## REQUEST
Answer these questions about the passage on powers of 2, using only what it states:
(a) Which digits are allowed in the base-10 representation of the powers of 2 under consideration?
(b) How far did the computer search go, and how many such powers of 2 did it find?
(c) Roughly how many such powers of 2 does the heuristic argument lead one to expect?

## TEXT BLOCK
----

I found this question about a family of identities in which the sum of some powers of $2$, selected in a certain pattern and multiplied by powers of $10$, gives another power of $2$. These identities hinge on the fact that some powers of $2$ can be written as sums of other powers of $2$ times powers of $10$—for example, $128 = (100 \times 2^0) + (10 \times 2^1) + (1 \times 2^3)$. The accepted answer to that question considers identities that require no powers of $2$ greater than $2^3$, and no repeated powers of $10$—that is, identities resulting from powers of $2$ whose base-$10$ representation contains only the digits $\{0, 1, 2, 4, 8\}$.

How many such powers of $2$ are there? A computer search up to $2^{10^5}$ gives only seven: $\{1, 2, 4, 8, 128, 1024, 2048\}$. And I can make a heuristic argument that there shouldn't be many: $2^n$ has $\lfloor n \log_{10} 2 + 1 \rfloor$ digits, and if the digits are uniformly distributed (false for the first and last digits, but plausible for the others), the chance that a random $k$-digit number uses only the $5$ digits $\{0, 1, 2, 4, 8\}$ is $(1/2)^k$ (more properly $(4/9) (1/2)^{k-1}$, as the first digit can't be $0$, but for a rough approximation, this doesn't matter). So one expects about $\sum_{n=0}^\infty (1/2)^{n \log_2 10} = \sum_{n=0}^\infty 0.8812^n = 5.3099$ such powers of $2$.

----

## PROVIDED INFORMATION
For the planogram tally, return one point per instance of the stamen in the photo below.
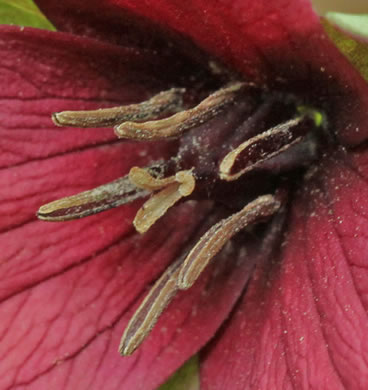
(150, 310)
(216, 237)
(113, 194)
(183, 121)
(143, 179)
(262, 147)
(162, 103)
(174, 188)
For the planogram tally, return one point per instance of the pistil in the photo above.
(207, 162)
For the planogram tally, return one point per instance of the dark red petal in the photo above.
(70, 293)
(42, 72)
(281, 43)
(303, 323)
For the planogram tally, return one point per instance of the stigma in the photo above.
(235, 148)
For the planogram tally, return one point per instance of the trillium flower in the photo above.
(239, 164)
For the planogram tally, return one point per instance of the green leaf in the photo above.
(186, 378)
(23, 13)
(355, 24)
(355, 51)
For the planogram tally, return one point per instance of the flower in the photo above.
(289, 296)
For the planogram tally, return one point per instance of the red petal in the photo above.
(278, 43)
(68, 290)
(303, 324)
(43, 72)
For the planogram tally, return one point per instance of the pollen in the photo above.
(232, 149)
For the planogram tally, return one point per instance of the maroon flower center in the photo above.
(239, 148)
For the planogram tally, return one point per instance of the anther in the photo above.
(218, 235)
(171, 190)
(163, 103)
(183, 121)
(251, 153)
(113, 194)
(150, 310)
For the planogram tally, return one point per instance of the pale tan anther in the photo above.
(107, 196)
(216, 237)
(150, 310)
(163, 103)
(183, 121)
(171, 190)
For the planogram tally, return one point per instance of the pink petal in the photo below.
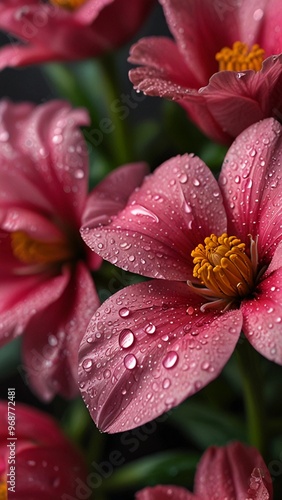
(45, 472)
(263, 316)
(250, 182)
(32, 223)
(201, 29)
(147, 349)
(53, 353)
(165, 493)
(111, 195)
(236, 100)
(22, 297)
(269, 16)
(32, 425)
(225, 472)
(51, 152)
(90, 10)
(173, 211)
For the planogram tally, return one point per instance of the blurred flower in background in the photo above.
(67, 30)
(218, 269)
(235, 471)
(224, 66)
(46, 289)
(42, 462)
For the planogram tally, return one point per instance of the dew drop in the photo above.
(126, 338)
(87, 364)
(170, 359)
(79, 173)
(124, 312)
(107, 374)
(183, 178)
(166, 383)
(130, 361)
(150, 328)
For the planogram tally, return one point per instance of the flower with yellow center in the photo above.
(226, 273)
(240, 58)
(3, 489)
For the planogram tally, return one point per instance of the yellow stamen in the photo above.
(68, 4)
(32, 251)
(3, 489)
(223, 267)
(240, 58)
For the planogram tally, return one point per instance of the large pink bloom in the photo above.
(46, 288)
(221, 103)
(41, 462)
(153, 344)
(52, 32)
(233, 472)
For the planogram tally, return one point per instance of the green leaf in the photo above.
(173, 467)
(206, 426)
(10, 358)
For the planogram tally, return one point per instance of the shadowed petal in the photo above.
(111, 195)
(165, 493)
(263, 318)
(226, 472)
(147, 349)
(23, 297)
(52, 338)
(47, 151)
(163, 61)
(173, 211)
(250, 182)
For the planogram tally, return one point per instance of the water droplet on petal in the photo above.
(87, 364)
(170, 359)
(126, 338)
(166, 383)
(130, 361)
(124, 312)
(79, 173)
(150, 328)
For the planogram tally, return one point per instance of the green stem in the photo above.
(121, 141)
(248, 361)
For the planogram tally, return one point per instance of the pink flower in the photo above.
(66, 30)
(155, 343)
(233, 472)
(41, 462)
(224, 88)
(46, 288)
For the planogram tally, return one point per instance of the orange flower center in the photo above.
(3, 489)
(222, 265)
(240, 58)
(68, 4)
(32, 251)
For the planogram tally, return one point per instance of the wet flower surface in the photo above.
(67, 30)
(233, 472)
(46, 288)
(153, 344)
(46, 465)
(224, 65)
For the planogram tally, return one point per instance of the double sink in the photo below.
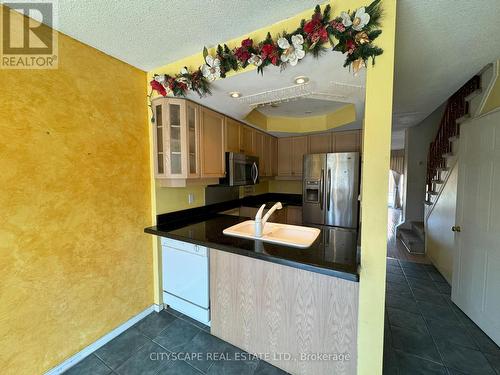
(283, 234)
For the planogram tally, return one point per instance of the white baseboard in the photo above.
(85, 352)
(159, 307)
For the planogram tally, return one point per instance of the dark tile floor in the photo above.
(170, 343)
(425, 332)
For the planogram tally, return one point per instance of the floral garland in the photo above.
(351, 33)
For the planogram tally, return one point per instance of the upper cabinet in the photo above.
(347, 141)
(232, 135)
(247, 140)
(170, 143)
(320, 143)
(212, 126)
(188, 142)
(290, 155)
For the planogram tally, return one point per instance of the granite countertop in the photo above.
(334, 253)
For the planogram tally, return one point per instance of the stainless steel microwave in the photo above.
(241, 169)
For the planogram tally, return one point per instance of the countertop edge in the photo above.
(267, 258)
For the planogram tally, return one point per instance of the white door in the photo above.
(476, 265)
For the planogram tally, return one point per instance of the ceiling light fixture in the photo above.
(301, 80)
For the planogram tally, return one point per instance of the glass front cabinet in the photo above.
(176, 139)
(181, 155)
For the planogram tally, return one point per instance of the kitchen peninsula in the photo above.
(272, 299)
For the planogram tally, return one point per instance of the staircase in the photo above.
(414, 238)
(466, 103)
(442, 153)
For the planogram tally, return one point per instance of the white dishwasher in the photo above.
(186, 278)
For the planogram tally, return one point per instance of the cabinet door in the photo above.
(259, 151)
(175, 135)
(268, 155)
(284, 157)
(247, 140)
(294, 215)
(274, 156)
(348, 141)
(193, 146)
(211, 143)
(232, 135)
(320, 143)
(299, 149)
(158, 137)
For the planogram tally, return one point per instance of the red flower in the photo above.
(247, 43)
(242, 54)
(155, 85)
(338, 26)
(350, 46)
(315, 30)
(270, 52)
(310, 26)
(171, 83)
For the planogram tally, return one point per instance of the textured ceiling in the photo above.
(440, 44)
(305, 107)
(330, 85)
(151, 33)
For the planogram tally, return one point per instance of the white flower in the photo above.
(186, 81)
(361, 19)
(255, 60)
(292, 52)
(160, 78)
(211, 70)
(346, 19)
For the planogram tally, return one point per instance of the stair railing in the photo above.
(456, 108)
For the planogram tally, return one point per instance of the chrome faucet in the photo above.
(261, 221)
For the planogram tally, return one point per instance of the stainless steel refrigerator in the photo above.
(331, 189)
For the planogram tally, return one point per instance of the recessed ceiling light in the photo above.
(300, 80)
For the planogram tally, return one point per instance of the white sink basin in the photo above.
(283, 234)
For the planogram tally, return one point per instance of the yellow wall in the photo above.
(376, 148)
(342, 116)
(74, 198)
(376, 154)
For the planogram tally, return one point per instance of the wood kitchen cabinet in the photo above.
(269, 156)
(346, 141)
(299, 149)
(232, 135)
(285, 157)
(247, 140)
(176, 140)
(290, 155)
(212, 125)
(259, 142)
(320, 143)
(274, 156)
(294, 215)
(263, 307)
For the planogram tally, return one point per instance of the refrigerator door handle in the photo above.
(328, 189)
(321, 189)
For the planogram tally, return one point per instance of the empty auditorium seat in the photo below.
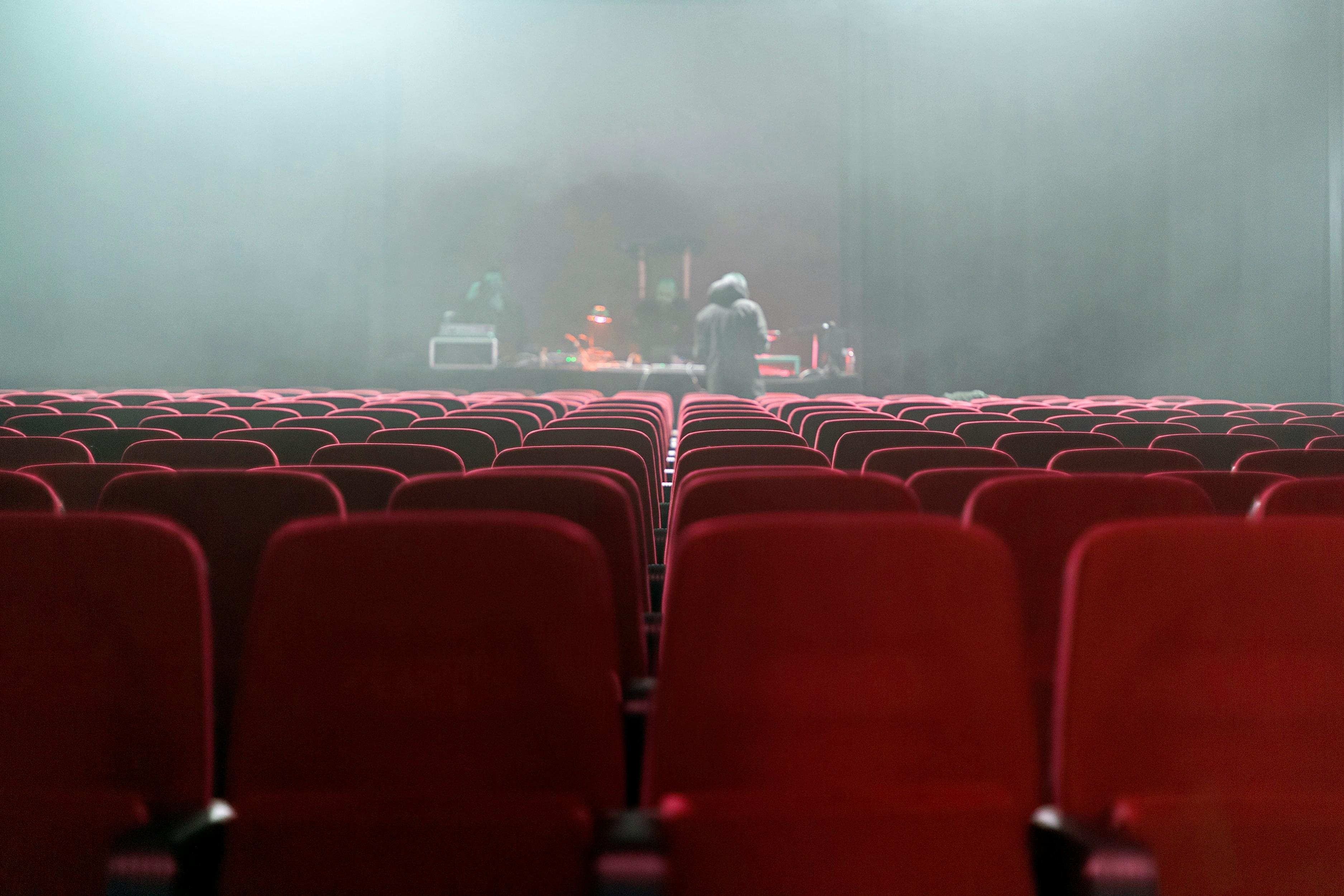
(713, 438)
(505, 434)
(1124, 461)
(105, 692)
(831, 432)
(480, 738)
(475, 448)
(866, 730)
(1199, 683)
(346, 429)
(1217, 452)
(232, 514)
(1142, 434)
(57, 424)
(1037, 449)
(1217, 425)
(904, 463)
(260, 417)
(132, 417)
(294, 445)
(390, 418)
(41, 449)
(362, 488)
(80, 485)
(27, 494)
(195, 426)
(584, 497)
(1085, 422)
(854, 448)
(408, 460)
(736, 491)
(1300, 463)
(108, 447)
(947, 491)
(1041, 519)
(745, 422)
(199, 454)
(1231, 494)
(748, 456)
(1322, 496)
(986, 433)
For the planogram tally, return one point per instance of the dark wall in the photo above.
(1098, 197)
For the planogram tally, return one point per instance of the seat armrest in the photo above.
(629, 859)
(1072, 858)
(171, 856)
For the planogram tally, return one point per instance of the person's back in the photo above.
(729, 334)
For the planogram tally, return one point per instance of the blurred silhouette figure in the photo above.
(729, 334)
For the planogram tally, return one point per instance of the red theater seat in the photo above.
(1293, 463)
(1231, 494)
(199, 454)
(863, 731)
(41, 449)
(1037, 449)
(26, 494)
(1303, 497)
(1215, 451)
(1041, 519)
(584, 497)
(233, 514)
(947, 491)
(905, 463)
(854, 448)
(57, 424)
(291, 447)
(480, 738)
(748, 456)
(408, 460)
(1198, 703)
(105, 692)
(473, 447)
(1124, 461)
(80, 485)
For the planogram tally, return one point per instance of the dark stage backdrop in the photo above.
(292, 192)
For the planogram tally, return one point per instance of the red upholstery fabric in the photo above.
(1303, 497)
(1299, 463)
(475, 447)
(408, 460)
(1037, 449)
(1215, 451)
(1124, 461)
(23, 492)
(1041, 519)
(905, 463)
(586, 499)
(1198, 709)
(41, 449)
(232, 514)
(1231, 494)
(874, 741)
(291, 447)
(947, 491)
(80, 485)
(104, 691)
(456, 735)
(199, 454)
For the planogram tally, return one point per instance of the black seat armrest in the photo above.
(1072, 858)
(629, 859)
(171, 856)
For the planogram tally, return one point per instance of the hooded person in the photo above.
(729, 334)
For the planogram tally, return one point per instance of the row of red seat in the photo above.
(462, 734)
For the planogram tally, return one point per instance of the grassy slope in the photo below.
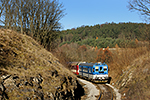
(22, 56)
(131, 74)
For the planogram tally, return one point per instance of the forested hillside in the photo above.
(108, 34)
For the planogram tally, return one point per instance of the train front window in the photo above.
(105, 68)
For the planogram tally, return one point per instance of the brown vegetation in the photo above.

----

## TASK RESULT
(a) $0$, $1$, $2$, $4$ and $8$.
(b) Up to $2^{10^5}$; it found seven: $1, 2, 4, 8, 128, 1024, 2048$.
(c) About $5.3099$.